• **Short exercise**
Rewrite the entries below, swapping "largest disc" for "widest disc" and leaving every other word as it is.

• **Data section**
_ _ _ _ _ _ _
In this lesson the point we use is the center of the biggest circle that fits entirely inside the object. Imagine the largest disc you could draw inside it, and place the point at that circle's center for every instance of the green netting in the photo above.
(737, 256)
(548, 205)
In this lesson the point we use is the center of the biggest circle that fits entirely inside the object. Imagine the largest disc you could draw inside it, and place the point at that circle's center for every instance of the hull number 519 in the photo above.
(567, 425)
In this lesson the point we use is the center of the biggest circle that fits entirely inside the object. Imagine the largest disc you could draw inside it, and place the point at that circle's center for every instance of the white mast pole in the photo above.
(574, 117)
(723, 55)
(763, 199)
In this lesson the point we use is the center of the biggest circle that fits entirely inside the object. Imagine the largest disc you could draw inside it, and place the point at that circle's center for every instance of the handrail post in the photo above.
_ _ _ _ _ _ _
• **Result below**
In this lesson the point we use is the center of the biggest circle that fits entirely inside the object. Imagine the widest disc you could draw inside it, and place the point at that circle's center for every instance of the green netting in the photo above.
(737, 256)
(548, 205)
In this lesson the point we use is the center of the biggest circle that fits entirely inside the object. Imagine the widest disc you could draw inside it, and place the point at that circle's center for every instance of the hull number 519 in the photo above.
(567, 425)
In this lesson the point we use is the center of the biggest circle that fits entirely inside the object. Imagine the widest disc you could draw inside it, and place the point at that circle's center for every instance of the white mast pole in the photo above.
(574, 117)
(723, 55)
(763, 199)
In this lesson the point we use is the center of the biggest circle that fits entirely inside the object. Imagine the widest disc you could draw inside it, and place the point at that circle's center for every instance of the handrail post in the photo above.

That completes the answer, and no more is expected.